■ **What is being asked**: Search the entries below for the word "mirror" and copy each line that has it.

Records contained in a dataset:
————
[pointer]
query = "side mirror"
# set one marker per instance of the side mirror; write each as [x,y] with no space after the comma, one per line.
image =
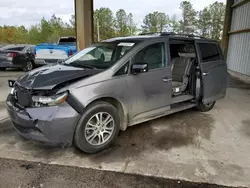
[138,68]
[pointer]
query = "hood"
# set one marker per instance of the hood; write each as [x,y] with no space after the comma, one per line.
[47,77]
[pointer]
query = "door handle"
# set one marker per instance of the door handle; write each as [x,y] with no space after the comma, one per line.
[205,73]
[167,79]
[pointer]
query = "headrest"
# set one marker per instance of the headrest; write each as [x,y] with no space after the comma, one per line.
[189,55]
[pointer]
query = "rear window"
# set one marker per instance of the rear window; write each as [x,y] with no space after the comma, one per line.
[209,52]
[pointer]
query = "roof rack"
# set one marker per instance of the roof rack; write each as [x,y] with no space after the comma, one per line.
[173,34]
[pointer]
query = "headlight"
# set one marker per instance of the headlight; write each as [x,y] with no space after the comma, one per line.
[50,101]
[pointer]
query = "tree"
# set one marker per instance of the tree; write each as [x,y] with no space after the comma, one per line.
[124,23]
[104,19]
[189,20]
[174,24]
[155,22]
[131,24]
[121,22]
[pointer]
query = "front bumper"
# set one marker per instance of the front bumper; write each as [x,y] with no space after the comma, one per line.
[53,125]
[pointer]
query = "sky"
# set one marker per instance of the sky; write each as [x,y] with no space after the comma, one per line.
[30,12]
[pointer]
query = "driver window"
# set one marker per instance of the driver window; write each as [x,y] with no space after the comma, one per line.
[154,55]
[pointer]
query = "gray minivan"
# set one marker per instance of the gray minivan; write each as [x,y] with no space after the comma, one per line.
[88,98]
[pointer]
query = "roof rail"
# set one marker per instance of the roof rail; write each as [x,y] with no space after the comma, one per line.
[172,33]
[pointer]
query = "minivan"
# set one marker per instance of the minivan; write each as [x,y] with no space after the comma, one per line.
[111,85]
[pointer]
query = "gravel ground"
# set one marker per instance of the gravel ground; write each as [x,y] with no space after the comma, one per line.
[21,174]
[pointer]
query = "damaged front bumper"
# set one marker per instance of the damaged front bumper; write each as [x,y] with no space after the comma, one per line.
[54,125]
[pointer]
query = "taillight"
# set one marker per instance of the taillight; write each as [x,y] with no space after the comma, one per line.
[11,54]
[70,53]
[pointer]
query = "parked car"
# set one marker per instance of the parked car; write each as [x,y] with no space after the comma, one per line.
[50,53]
[90,97]
[17,56]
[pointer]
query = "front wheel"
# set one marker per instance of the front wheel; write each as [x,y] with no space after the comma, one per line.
[28,66]
[206,107]
[98,128]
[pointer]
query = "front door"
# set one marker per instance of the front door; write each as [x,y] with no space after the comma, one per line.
[150,92]
[213,71]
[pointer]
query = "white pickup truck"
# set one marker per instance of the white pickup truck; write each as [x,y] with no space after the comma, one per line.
[46,53]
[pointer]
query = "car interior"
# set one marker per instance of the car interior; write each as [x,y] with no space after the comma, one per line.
[183,58]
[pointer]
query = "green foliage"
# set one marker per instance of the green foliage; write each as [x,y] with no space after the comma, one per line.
[124,23]
[207,22]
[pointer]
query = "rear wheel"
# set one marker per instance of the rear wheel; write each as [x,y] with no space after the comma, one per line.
[28,66]
[98,128]
[206,107]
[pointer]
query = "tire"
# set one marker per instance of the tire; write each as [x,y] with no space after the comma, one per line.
[206,107]
[81,134]
[29,65]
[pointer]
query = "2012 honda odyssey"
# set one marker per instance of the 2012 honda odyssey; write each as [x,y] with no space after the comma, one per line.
[120,82]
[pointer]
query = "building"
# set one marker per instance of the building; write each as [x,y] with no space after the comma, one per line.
[236,38]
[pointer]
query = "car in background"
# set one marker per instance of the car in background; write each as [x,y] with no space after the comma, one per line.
[17,56]
[46,53]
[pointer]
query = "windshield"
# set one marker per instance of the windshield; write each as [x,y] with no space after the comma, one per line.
[99,56]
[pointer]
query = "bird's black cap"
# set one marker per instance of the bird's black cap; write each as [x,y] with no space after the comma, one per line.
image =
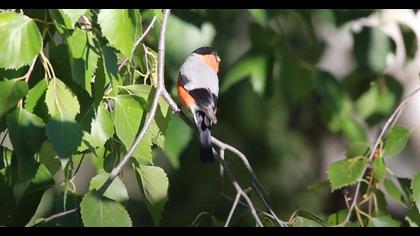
[205,51]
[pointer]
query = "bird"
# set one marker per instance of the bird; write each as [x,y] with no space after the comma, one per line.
[198,91]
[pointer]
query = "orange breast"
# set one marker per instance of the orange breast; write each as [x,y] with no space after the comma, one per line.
[211,61]
[186,99]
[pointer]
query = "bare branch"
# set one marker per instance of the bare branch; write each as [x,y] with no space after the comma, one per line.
[388,125]
[139,41]
[55,216]
[239,190]
[232,210]
[256,184]
[153,108]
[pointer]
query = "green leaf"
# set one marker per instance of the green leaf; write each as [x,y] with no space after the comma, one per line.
[20,40]
[303,222]
[393,191]
[380,169]
[83,59]
[109,71]
[26,132]
[146,93]
[101,128]
[127,117]
[121,27]
[252,66]
[35,94]
[415,186]
[61,102]
[380,201]
[396,140]
[65,136]
[155,187]
[339,217]
[383,221]
[100,211]
[74,14]
[116,191]
[62,21]
[48,158]
[177,137]
[346,172]
[413,217]
[260,15]
[11,91]
[357,148]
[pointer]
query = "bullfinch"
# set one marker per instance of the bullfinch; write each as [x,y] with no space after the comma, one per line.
[198,89]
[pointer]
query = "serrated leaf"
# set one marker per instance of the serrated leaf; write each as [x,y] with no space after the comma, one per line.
[48,158]
[100,211]
[61,102]
[101,128]
[357,148]
[393,191]
[415,186]
[108,73]
[11,91]
[146,93]
[74,14]
[345,172]
[26,132]
[121,27]
[65,136]
[413,217]
[396,140]
[83,59]
[380,201]
[155,187]
[380,169]
[35,94]
[383,221]
[61,21]
[20,40]
[177,137]
[116,191]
————
■ **Final answer**:
query = "side mirror"
# set one marker per instance of the side mirror; write each as [x,y] with no space after the comma, one per line.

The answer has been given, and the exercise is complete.